- **Work to be completed**: Report how many lines of the material below contain the string "blue", giving only the number.

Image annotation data
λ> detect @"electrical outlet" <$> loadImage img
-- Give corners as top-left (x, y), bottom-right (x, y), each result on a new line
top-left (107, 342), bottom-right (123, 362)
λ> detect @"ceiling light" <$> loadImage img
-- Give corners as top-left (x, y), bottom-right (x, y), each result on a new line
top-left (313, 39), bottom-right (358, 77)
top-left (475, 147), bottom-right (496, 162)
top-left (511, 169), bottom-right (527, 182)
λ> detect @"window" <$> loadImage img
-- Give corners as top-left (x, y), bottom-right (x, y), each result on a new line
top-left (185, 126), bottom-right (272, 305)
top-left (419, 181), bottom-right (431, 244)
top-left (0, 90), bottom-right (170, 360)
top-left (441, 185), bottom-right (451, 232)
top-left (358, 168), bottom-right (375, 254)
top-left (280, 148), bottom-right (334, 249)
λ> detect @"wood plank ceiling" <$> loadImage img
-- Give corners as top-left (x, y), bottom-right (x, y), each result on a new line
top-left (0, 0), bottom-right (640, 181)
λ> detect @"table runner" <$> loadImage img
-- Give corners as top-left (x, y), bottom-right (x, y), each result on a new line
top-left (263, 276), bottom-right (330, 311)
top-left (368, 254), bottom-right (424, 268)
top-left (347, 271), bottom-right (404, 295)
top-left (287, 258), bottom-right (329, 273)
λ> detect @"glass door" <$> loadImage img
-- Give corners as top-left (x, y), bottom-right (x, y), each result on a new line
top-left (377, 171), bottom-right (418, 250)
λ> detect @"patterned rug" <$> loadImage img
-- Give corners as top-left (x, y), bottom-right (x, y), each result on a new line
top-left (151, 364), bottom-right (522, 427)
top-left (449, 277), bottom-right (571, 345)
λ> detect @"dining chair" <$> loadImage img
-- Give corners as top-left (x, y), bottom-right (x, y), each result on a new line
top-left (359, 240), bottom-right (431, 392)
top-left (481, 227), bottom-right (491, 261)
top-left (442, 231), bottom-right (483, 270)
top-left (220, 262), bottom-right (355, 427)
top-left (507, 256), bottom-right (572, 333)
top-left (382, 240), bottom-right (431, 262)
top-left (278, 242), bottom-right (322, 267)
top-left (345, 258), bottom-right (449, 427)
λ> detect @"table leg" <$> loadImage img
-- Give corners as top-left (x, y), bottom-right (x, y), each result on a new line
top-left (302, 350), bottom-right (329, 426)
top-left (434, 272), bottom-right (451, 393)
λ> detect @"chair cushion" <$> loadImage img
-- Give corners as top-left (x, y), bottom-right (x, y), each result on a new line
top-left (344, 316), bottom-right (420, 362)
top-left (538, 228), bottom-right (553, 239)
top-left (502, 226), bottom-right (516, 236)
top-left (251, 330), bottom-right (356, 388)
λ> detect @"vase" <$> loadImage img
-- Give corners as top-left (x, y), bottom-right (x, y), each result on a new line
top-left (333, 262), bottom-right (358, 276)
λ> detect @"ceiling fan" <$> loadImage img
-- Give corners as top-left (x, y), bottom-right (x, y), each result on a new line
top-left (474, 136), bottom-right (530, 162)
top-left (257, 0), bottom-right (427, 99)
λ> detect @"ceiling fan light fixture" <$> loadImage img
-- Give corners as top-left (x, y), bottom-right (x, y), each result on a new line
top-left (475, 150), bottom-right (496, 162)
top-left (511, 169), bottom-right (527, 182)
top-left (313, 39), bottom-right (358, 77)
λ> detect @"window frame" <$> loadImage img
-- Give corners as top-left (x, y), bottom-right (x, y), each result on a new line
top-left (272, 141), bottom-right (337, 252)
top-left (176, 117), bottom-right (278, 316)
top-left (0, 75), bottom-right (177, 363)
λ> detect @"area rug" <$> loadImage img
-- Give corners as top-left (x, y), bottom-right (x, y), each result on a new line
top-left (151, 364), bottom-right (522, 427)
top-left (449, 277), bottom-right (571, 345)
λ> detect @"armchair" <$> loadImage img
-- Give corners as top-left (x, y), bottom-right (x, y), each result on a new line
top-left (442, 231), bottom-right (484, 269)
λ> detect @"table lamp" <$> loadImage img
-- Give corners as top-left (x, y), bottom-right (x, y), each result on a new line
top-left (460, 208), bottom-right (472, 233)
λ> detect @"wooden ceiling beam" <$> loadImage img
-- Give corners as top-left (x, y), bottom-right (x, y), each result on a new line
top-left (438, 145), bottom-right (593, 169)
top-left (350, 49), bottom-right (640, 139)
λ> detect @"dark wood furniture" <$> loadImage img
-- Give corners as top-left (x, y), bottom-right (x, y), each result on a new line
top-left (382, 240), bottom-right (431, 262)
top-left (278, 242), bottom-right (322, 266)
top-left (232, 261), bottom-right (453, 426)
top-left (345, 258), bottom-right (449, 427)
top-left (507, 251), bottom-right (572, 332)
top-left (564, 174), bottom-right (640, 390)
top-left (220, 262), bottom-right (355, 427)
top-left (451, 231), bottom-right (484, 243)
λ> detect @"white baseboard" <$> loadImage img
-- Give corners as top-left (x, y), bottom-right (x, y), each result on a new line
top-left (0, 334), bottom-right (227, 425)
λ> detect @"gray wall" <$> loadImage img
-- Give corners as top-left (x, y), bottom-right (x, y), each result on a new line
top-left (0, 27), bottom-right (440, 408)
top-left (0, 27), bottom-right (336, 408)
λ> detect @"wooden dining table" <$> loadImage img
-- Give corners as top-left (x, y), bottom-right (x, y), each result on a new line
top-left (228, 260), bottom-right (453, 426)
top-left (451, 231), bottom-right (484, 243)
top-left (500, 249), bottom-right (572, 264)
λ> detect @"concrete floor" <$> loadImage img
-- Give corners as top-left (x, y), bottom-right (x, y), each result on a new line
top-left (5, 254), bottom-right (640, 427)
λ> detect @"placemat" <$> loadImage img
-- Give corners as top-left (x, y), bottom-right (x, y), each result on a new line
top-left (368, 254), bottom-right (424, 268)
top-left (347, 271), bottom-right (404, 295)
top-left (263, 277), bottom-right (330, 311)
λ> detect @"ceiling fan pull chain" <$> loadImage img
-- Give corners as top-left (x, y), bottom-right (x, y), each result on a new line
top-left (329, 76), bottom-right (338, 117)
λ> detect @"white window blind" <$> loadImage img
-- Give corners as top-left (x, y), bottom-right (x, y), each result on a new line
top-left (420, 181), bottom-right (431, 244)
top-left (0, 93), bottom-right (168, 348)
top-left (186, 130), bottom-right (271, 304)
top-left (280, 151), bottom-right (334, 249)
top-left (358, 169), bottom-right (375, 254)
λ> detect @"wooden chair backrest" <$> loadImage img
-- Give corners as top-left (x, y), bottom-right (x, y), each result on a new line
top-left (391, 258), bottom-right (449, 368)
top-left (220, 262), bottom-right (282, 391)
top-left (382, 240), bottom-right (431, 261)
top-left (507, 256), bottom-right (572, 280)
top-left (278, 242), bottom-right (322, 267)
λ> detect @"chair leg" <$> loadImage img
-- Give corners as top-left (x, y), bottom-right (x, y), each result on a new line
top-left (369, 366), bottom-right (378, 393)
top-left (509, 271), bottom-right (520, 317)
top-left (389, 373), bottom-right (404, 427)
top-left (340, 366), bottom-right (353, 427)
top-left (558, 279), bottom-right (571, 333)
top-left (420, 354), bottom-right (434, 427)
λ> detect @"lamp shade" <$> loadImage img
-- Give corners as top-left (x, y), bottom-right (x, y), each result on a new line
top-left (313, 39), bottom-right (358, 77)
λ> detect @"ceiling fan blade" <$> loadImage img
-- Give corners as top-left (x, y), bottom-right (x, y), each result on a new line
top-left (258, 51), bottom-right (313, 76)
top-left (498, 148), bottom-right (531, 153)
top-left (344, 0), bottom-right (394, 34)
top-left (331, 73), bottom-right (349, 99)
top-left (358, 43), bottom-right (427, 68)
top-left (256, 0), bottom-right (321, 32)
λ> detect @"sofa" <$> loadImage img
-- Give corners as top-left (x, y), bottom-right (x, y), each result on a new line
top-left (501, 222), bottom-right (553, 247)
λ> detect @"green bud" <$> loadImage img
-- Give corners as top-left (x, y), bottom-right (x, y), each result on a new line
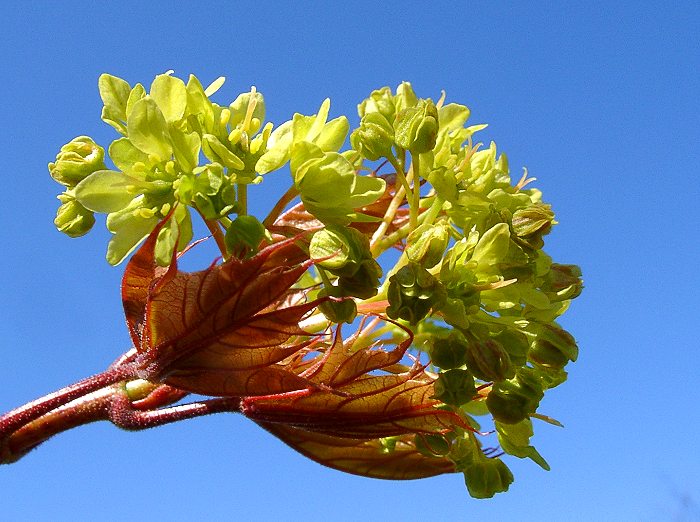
top-left (53, 193), bottom-right (95, 237)
top-left (350, 112), bottom-right (394, 161)
top-left (394, 82), bottom-right (418, 112)
top-left (309, 225), bottom-right (382, 299)
top-left (486, 368), bottom-right (544, 424)
top-left (430, 330), bottom-right (467, 370)
top-left (466, 336), bottom-right (515, 382)
top-left (512, 203), bottom-right (556, 249)
top-left (318, 289), bottom-right (357, 324)
top-left (386, 263), bottom-right (446, 324)
top-left (224, 215), bottom-right (267, 259)
top-left (493, 328), bottom-right (530, 366)
top-left (528, 323), bottom-right (578, 369)
top-left (464, 458), bottom-right (513, 498)
top-left (394, 100), bottom-right (439, 154)
top-left (406, 222), bottom-right (450, 268)
top-left (357, 87), bottom-right (396, 121)
top-left (434, 369), bottom-right (476, 406)
top-left (414, 433), bottom-right (452, 457)
top-left (49, 136), bottom-right (106, 188)
top-left (338, 259), bottom-right (382, 299)
top-left (542, 263), bottom-right (583, 301)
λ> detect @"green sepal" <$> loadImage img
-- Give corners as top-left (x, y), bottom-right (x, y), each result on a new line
top-left (107, 196), bottom-right (159, 265)
top-left (494, 419), bottom-right (550, 471)
top-left (202, 134), bottom-right (245, 170)
top-left (318, 286), bottom-right (357, 324)
top-left (350, 112), bottom-right (394, 161)
top-left (462, 457), bottom-right (513, 498)
top-left (526, 322), bottom-right (578, 369)
top-left (290, 141), bottom-right (386, 224)
top-left (53, 192), bottom-right (95, 237)
top-left (357, 87), bottom-right (396, 122)
top-left (406, 222), bottom-right (450, 269)
top-left (429, 330), bottom-right (467, 370)
top-left (386, 262), bottom-right (446, 324)
top-left (224, 215), bottom-right (267, 259)
top-left (127, 97), bottom-right (173, 160)
top-left (109, 138), bottom-right (151, 173)
top-left (466, 332), bottom-right (515, 382)
top-left (486, 367), bottom-right (544, 424)
top-left (228, 92), bottom-right (265, 136)
top-left (150, 74), bottom-right (187, 123)
top-left (49, 136), bottom-right (105, 188)
top-left (394, 100), bottom-right (439, 154)
top-left (434, 368), bottom-right (477, 406)
top-left (97, 73), bottom-right (131, 135)
top-left (414, 433), bottom-right (452, 457)
top-left (73, 170), bottom-right (136, 214)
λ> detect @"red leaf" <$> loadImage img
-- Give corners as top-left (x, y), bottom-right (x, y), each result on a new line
top-left (258, 422), bottom-right (455, 480)
top-left (122, 218), bottom-right (321, 396)
top-left (241, 322), bottom-right (467, 438)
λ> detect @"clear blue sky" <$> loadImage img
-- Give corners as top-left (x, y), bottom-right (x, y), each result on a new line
top-left (0, 0), bottom-right (700, 521)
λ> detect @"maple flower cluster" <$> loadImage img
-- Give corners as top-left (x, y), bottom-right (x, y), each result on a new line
top-left (0, 73), bottom-right (582, 498)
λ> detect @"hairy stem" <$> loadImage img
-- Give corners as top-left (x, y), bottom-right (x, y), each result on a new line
top-left (0, 363), bottom-right (137, 443)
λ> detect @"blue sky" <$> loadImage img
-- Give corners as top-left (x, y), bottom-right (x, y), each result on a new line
top-left (0, 0), bottom-right (700, 521)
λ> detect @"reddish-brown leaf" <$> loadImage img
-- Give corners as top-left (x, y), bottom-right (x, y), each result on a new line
top-left (258, 422), bottom-right (455, 480)
top-left (241, 322), bottom-right (466, 438)
top-left (122, 216), bottom-right (326, 396)
top-left (241, 372), bottom-right (466, 438)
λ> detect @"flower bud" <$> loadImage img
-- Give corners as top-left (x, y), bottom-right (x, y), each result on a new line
top-left (486, 368), bottom-right (544, 424)
top-left (53, 193), bottom-right (95, 237)
top-left (430, 330), bottom-right (467, 370)
top-left (415, 433), bottom-right (452, 457)
top-left (394, 100), bottom-right (439, 154)
top-left (512, 203), bottom-right (556, 249)
top-left (434, 369), bottom-right (476, 406)
top-left (318, 286), bottom-right (357, 324)
top-left (464, 458), bottom-right (513, 498)
top-left (406, 223), bottom-right (450, 268)
top-left (49, 136), bottom-right (106, 188)
top-left (350, 112), bottom-right (394, 161)
top-left (386, 263), bottom-right (446, 324)
top-left (466, 338), bottom-right (515, 382)
top-left (357, 87), bottom-right (396, 121)
top-left (338, 259), bottom-right (382, 299)
top-left (542, 263), bottom-right (583, 302)
top-left (528, 323), bottom-right (578, 369)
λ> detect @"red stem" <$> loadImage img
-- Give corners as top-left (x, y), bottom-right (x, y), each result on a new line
top-left (0, 363), bottom-right (137, 436)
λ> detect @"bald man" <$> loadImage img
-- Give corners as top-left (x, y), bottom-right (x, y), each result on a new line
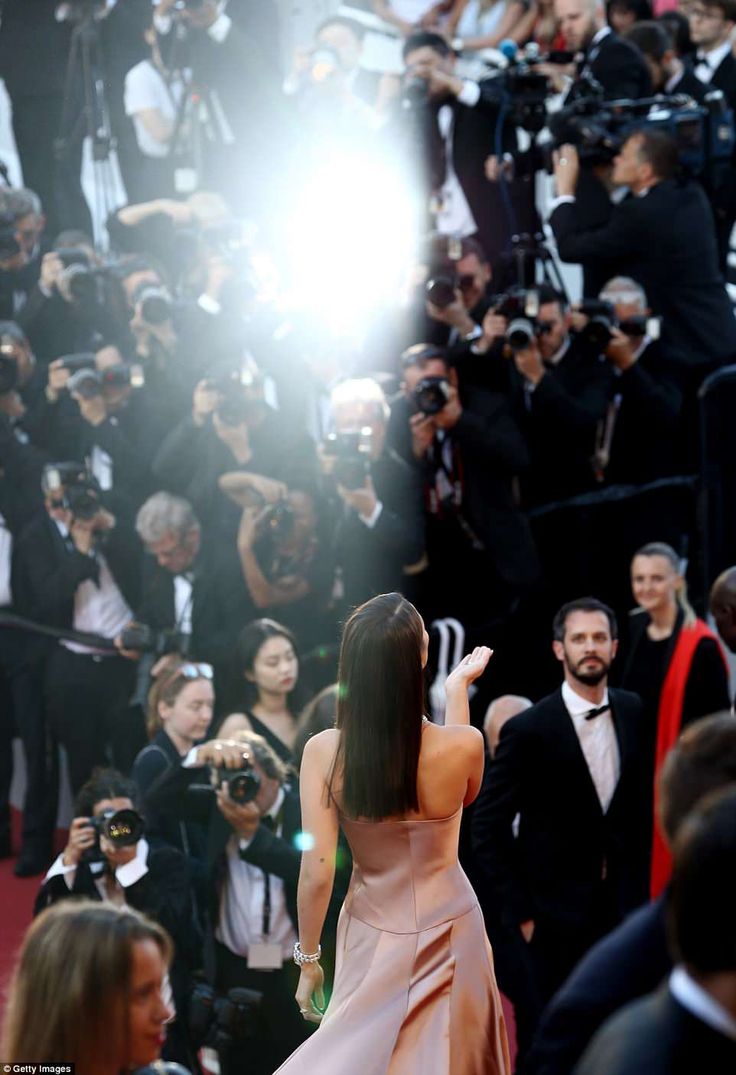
top-left (710, 568), bottom-right (736, 654)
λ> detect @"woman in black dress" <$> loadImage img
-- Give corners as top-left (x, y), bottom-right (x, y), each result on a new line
top-left (222, 619), bottom-right (304, 764)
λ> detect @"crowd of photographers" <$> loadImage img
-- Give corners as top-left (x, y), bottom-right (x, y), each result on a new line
top-left (0, 0), bottom-right (736, 1073)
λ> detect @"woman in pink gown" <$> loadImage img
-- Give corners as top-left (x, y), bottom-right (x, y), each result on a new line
top-left (272, 593), bottom-right (510, 1075)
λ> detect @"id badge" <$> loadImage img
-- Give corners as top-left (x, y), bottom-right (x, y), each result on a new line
top-left (248, 941), bottom-right (284, 971)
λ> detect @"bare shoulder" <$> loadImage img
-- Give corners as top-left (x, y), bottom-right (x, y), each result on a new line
top-left (302, 728), bottom-right (340, 768)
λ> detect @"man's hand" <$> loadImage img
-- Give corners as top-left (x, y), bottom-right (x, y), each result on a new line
top-left (197, 740), bottom-right (250, 769)
top-left (514, 340), bottom-right (545, 385)
top-left (73, 392), bottom-right (107, 426)
top-left (39, 250), bottom-right (63, 291)
top-left (212, 412), bottom-right (252, 463)
top-left (552, 143), bottom-right (580, 198)
top-left (61, 817), bottom-right (96, 866)
top-left (604, 329), bottom-right (636, 372)
top-left (427, 288), bottom-right (475, 335)
top-left (337, 474), bottom-right (378, 519)
top-left (46, 358), bottom-right (71, 403)
top-left (409, 413), bottom-right (437, 459)
top-left (216, 788), bottom-right (261, 840)
top-left (434, 385), bottom-right (462, 429)
top-left (191, 379), bottom-right (220, 426)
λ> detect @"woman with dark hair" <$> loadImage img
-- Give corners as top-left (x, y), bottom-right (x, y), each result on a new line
top-left (621, 542), bottom-right (731, 895)
top-left (227, 619), bottom-right (301, 764)
top-left (272, 593), bottom-right (510, 1075)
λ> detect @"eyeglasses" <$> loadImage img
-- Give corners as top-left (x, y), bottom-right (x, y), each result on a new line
top-left (688, 8), bottom-right (723, 23)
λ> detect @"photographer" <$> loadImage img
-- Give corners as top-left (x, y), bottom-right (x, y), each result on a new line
top-left (402, 30), bottom-right (536, 264)
top-left (219, 471), bottom-right (334, 649)
top-left (549, 127), bottom-right (736, 378)
top-left (33, 770), bottom-right (201, 1064)
top-left (141, 731), bottom-right (326, 1075)
top-left (390, 344), bottom-right (536, 628)
top-left (575, 276), bottom-right (697, 485)
top-left (321, 377), bottom-right (424, 607)
top-left (130, 492), bottom-right (252, 686)
top-left (13, 462), bottom-right (144, 791)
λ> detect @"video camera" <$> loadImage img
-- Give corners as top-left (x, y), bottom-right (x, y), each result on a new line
top-left (41, 462), bottom-right (102, 519)
top-left (549, 90), bottom-right (736, 176)
top-left (120, 624), bottom-right (189, 658)
top-left (577, 299), bottom-right (660, 352)
top-left (492, 287), bottom-right (551, 352)
top-left (322, 426), bottom-right (373, 489)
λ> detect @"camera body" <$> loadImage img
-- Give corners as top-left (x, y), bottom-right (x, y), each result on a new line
top-left (412, 377), bottom-right (451, 417)
top-left (493, 287), bottom-right (550, 352)
top-left (322, 428), bottom-right (372, 489)
top-left (120, 624), bottom-right (189, 657)
top-left (42, 462), bottom-right (102, 519)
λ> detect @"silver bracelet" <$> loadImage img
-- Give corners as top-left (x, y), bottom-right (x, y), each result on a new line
top-left (294, 941), bottom-right (322, 966)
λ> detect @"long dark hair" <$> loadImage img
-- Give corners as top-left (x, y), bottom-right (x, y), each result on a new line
top-left (331, 593), bottom-right (423, 821)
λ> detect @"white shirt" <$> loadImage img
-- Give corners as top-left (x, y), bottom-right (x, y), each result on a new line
top-left (562, 682), bottom-right (621, 814)
top-left (214, 786), bottom-right (298, 962)
top-left (437, 81), bottom-right (480, 239)
top-left (0, 515), bottom-right (13, 608)
top-left (174, 575), bottom-right (192, 634)
top-left (54, 519), bottom-right (133, 654)
top-left (669, 966), bottom-right (736, 1042)
top-left (125, 60), bottom-right (184, 157)
top-left (693, 41), bottom-right (732, 84)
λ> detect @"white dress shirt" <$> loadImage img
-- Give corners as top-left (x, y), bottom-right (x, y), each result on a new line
top-left (669, 966), bottom-right (736, 1040)
top-left (212, 786), bottom-right (298, 962)
top-left (562, 682), bottom-right (621, 814)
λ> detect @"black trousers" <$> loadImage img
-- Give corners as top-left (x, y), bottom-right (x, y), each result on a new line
top-left (215, 943), bottom-right (314, 1075)
top-left (0, 628), bottom-right (59, 857)
top-left (45, 645), bottom-right (146, 794)
top-left (8, 86), bottom-right (92, 239)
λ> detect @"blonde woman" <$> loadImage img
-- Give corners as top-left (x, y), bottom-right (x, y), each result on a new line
top-left (0, 901), bottom-right (172, 1075)
top-left (622, 542), bottom-right (731, 894)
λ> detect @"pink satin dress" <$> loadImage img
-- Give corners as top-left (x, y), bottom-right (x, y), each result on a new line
top-left (272, 809), bottom-right (510, 1075)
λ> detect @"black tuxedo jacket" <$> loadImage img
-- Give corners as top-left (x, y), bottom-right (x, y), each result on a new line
top-left (579, 31), bottom-right (652, 100)
top-left (12, 508), bottom-right (141, 627)
top-left (472, 689), bottom-right (651, 927)
top-left (524, 895), bottom-right (672, 1075)
top-left (549, 180), bottom-right (736, 367)
top-left (575, 987), bottom-right (736, 1075)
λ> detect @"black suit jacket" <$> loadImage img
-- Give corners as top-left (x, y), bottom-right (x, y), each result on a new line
top-left (575, 987), bottom-right (736, 1075)
top-left (549, 180), bottom-right (736, 367)
top-left (472, 690), bottom-right (651, 929)
top-left (524, 895), bottom-right (672, 1075)
top-left (579, 30), bottom-right (652, 100)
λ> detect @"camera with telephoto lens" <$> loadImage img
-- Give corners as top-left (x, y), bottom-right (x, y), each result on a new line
top-left (260, 500), bottom-right (294, 541)
top-left (42, 462), bottom-right (102, 519)
top-left (131, 283), bottom-right (174, 326)
top-left (67, 363), bottom-right (145, 399)
top-left (412, 377), bottom-right (450, 417)
top-left (577, 299), bottom-right (660, 353)
top-left (187, 981), bottom-right (262, 1057)
top-left (120, 624), bottom-right (189, 657)
top-left (493, 287), bottom-right (551, 352)
top-left (322, 427), bottom-right (373, 489)
top-left (83, 808), bottom-right (145, 862)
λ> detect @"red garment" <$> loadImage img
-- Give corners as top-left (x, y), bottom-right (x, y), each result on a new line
top-left (650, 619), bottom-right (725, 900)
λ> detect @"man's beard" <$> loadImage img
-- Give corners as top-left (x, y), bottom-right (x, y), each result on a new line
top-left (568, 658), bottom-right (610, 687)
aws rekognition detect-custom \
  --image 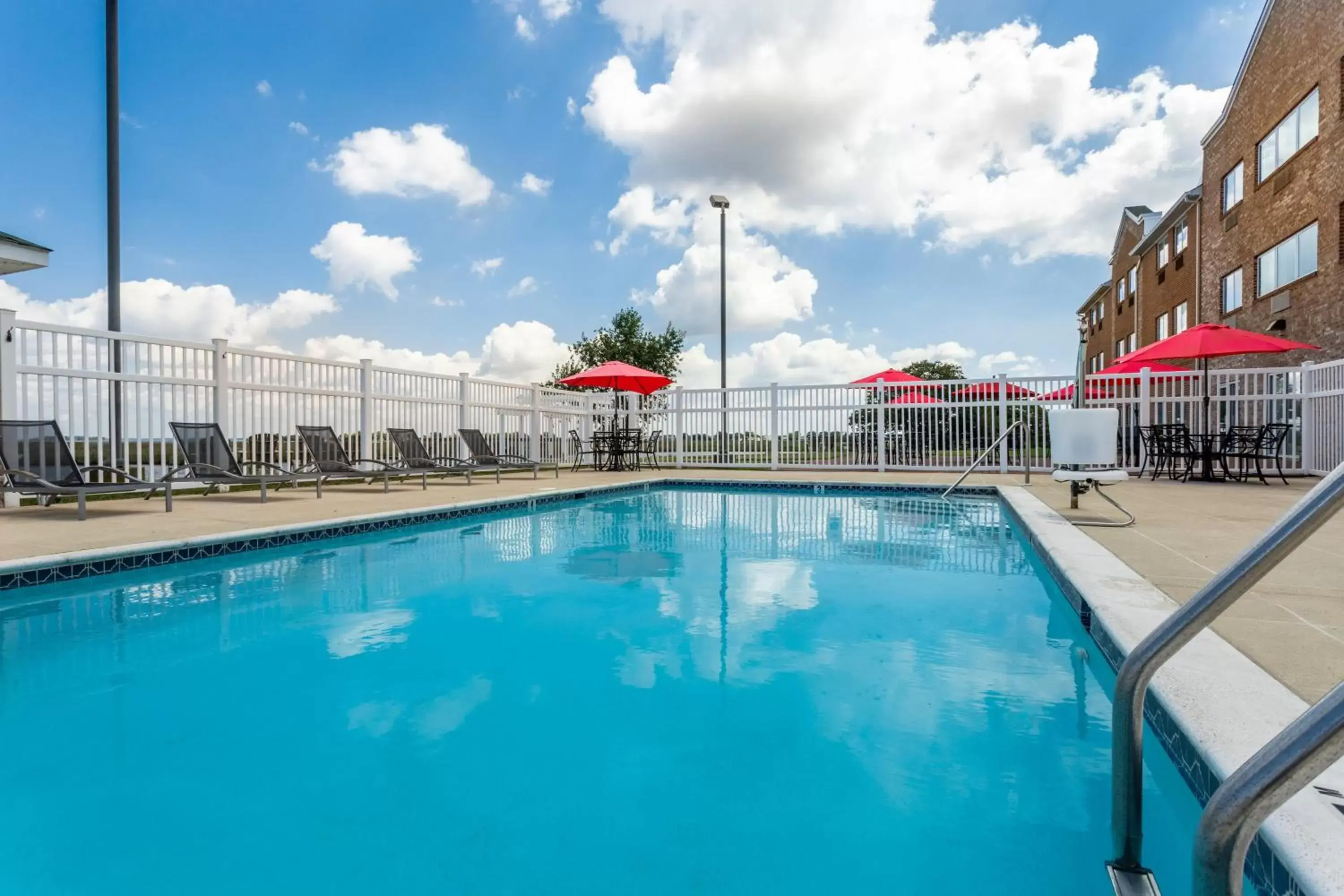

- **Exercise result**: 2